start Supplied records
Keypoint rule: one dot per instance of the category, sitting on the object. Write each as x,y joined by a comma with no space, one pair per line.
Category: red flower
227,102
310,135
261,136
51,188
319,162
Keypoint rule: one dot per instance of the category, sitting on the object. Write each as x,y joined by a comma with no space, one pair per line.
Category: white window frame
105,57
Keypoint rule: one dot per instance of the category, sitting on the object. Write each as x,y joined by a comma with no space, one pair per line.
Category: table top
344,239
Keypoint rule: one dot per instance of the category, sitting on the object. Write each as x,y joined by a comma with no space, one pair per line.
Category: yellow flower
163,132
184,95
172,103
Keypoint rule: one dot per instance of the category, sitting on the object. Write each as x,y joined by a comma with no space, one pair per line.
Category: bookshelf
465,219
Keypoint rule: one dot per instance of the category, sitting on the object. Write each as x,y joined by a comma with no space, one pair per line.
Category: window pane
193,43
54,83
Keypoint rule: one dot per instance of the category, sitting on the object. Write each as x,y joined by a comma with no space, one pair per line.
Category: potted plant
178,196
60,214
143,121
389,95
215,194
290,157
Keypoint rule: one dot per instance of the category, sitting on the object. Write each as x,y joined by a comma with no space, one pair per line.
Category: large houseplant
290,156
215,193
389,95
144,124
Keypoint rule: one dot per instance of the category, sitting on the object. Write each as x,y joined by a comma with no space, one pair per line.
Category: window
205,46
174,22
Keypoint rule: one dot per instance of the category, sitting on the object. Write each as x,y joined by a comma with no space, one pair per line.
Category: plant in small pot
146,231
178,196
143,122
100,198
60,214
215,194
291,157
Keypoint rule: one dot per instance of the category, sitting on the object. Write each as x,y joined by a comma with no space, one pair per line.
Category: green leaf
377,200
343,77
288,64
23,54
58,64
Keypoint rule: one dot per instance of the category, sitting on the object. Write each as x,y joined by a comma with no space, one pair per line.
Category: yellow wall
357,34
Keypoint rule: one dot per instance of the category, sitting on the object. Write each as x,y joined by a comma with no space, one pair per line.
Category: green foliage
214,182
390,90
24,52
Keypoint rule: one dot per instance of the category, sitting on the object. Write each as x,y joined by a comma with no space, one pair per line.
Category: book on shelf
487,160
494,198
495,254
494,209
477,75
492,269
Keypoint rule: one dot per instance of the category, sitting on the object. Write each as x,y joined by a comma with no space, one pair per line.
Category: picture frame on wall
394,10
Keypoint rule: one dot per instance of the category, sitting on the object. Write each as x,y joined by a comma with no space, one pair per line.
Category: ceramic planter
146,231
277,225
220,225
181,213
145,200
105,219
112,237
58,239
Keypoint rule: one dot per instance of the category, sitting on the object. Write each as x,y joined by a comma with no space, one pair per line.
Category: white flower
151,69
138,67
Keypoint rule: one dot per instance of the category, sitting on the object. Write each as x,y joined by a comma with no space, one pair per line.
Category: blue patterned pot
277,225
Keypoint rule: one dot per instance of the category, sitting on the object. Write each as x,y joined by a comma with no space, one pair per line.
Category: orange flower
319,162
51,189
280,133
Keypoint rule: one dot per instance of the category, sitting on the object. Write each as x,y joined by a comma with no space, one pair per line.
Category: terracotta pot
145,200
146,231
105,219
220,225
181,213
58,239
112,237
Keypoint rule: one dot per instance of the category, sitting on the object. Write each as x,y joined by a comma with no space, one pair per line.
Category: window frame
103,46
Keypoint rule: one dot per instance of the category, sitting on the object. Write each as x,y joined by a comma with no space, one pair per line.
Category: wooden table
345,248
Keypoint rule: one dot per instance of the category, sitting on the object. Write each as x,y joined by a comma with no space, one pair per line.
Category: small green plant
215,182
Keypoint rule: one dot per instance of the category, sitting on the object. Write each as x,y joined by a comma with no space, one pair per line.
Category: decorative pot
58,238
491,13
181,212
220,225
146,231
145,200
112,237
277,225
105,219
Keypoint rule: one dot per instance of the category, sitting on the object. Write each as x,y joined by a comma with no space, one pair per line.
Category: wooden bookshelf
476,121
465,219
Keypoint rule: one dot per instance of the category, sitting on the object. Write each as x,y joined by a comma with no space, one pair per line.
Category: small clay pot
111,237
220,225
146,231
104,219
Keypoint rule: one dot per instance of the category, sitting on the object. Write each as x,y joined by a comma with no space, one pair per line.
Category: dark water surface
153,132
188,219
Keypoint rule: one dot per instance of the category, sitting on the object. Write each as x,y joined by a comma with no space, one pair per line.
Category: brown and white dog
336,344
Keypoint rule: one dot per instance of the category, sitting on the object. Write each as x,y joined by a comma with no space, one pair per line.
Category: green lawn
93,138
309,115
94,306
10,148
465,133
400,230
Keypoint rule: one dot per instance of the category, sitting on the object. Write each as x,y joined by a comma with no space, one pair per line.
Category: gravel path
end Supplied records
Direction: Pull out every line in the rows above that contains the word "white", copying each line in full.

The answer:
Category: white window frame
Category: white flower
Category: brown and white dog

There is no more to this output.